THE TASK:
What lines of the data hold the string "field"? Copy them all.

(Excerpts from a dataset)
──────────

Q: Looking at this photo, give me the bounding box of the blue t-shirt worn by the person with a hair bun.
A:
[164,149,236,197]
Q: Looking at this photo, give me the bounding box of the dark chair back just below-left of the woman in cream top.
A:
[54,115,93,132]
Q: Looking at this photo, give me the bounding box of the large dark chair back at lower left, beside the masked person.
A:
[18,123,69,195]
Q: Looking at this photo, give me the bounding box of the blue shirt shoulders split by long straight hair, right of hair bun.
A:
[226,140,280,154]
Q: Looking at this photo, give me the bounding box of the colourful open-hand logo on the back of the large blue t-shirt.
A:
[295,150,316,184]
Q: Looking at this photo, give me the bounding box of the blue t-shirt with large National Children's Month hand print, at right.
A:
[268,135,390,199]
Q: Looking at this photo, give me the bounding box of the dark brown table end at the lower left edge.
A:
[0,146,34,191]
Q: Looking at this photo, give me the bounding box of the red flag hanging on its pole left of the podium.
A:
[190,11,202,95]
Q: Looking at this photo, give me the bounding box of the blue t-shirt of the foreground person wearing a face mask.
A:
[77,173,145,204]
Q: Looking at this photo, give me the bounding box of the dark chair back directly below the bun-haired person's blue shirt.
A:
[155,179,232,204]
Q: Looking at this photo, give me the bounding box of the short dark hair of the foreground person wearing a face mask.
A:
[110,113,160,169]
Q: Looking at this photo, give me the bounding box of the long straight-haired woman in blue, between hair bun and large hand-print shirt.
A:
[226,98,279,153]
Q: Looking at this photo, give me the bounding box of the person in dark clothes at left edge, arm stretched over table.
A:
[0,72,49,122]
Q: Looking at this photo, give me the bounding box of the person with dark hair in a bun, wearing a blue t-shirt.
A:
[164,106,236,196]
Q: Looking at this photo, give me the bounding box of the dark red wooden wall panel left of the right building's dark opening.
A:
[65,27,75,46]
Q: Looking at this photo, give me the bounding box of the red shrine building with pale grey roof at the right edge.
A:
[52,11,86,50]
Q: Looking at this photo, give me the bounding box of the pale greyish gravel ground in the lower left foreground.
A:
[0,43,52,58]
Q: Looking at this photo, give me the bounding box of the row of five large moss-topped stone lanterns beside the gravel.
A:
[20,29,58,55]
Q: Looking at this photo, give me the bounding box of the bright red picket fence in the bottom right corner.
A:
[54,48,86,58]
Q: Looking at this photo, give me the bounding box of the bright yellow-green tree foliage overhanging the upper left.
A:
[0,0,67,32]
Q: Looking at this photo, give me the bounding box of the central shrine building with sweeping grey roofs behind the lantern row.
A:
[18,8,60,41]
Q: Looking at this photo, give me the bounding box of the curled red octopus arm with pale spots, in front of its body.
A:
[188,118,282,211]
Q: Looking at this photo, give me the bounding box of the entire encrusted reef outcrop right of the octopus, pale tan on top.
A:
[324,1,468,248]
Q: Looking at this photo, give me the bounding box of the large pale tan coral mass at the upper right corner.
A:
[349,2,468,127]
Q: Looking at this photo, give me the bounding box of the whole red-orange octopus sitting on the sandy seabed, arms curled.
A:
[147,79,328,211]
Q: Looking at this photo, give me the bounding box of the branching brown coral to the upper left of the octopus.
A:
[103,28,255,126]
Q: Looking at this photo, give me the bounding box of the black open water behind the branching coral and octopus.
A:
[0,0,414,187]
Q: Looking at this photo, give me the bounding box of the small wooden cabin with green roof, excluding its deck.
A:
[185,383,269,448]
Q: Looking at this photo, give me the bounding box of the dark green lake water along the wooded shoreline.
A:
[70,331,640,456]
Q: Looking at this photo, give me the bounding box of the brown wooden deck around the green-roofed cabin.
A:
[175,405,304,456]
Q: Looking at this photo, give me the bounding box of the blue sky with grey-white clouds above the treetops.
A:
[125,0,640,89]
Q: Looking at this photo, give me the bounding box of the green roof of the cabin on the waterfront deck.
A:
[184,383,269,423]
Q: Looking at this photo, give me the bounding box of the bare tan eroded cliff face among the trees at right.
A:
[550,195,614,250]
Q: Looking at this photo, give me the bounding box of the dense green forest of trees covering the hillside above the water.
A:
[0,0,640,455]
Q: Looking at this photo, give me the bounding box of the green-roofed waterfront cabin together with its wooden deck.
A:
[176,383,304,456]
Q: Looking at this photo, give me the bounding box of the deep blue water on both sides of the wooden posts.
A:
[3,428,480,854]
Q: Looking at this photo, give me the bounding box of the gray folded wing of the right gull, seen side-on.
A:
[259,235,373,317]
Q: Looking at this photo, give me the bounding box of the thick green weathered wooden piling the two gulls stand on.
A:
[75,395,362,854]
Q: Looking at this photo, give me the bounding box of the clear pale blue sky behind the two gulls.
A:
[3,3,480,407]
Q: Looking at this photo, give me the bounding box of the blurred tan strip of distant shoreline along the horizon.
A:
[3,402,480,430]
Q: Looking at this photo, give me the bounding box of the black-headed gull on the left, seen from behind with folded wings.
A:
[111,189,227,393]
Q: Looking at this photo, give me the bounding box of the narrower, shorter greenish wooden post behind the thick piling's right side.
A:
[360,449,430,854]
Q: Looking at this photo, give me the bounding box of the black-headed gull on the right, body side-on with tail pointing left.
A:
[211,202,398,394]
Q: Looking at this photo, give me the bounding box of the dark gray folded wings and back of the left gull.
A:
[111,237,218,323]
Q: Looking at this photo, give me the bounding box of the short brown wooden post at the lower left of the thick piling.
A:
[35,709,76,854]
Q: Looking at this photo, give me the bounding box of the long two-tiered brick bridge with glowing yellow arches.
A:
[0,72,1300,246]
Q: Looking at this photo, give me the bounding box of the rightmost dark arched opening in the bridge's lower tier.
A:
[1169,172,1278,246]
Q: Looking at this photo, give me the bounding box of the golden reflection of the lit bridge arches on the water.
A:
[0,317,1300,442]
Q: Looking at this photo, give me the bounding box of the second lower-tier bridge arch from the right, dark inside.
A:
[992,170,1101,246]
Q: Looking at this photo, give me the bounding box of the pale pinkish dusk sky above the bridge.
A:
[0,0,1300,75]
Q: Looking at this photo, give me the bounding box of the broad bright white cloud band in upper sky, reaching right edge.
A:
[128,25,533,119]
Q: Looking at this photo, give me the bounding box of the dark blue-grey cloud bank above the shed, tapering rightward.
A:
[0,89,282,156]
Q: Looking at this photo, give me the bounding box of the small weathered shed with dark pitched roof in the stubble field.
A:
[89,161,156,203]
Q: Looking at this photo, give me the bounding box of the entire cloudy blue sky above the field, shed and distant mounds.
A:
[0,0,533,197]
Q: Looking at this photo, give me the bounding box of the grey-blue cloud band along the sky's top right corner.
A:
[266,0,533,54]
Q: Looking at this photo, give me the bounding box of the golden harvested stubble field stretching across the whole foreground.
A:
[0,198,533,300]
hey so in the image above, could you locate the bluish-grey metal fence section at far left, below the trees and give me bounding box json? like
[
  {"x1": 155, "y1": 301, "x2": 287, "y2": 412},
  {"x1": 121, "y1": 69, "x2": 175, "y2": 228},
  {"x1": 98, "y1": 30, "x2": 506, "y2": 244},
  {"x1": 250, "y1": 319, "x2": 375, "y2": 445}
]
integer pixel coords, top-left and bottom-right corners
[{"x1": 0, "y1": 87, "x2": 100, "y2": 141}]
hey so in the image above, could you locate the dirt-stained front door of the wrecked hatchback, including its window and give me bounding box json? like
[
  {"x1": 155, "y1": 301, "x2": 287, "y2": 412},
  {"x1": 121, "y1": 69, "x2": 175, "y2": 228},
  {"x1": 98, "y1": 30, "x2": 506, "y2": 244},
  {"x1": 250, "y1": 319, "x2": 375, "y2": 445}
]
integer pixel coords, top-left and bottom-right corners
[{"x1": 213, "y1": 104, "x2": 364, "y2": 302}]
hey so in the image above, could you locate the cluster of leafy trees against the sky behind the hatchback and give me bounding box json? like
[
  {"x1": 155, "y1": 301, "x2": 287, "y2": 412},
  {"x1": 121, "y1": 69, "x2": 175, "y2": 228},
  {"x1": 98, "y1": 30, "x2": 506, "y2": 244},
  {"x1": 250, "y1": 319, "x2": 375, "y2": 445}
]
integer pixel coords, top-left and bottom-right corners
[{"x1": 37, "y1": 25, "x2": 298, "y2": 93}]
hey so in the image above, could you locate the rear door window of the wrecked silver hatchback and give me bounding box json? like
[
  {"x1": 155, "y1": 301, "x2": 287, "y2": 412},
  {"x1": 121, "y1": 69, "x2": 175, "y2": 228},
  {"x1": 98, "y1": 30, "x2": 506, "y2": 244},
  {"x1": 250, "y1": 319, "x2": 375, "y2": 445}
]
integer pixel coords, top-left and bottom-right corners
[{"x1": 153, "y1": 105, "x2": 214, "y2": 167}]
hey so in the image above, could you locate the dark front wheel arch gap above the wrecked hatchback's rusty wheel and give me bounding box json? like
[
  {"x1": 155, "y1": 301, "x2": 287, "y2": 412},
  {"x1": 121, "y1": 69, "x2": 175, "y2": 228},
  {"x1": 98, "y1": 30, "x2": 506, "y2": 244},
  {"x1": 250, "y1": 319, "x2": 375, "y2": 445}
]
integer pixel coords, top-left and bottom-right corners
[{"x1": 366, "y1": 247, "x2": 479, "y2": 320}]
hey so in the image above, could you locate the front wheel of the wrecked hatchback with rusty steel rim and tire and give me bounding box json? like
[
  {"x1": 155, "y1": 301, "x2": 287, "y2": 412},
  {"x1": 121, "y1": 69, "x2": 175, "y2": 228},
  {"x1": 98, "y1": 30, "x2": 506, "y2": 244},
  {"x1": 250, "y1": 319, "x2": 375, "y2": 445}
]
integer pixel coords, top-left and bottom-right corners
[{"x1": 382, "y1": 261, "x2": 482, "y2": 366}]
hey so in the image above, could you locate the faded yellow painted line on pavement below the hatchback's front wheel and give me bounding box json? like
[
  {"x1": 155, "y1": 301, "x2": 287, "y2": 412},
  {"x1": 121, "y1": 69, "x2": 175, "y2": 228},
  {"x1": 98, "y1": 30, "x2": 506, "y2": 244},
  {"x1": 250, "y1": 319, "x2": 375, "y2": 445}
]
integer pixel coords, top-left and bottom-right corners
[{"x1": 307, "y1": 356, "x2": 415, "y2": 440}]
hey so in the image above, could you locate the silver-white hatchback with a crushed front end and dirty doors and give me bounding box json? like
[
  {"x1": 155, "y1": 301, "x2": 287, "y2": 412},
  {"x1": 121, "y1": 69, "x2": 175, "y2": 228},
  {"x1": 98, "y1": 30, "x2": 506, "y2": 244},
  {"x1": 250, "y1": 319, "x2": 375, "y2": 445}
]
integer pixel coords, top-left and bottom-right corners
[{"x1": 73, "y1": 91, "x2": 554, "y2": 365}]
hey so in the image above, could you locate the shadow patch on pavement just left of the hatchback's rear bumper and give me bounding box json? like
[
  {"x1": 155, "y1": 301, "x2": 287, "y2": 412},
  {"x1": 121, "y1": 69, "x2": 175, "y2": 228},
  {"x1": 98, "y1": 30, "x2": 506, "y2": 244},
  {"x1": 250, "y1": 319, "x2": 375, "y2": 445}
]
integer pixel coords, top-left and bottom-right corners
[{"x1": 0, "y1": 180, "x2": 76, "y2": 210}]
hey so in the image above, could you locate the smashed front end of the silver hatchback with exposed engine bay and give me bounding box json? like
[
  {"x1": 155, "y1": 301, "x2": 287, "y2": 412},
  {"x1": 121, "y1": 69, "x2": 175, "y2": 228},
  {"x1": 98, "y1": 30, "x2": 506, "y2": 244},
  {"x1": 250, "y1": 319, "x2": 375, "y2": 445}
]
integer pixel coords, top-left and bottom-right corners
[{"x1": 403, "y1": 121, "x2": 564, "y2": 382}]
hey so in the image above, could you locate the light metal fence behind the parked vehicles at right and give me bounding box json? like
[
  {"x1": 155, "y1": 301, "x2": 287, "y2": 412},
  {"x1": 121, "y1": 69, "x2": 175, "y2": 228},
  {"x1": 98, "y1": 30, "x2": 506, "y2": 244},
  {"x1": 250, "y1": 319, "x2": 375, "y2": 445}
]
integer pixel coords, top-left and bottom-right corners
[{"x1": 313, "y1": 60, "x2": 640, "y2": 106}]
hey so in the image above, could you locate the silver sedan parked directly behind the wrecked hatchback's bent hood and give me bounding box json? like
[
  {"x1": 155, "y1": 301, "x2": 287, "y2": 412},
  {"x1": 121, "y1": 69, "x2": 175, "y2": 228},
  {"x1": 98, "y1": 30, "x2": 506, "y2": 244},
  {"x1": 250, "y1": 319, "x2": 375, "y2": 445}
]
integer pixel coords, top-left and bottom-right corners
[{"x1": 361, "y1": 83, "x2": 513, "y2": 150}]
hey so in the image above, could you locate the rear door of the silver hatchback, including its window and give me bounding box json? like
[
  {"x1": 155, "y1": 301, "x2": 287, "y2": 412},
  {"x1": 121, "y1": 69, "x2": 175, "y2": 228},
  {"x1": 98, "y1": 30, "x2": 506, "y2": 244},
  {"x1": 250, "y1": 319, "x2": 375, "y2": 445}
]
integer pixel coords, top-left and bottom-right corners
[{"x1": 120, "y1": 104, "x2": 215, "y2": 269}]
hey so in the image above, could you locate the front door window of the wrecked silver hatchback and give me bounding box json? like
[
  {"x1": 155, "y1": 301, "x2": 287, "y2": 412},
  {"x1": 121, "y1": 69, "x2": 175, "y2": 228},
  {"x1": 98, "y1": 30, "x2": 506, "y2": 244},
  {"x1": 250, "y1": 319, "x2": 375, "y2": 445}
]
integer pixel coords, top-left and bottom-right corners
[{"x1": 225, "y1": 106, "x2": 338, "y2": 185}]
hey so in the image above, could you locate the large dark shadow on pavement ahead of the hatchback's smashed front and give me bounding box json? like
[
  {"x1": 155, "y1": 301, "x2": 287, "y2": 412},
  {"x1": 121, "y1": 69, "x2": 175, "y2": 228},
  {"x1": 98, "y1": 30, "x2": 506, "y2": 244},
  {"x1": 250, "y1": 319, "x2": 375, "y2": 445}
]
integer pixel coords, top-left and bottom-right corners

──────────

EXPECTED ANSWER:
Q: Looking at this photo, give me the bounding box of the small weathered shed with dark pitched roof in the stubble field.
Q: Looking at this photo, give me the bounding box of the entire cloudy blue sky above the field, shed and distant mounds.
Q: Looking at this photo, give me the bounding box of the golden harvested stubble field stretching across the whole foreground.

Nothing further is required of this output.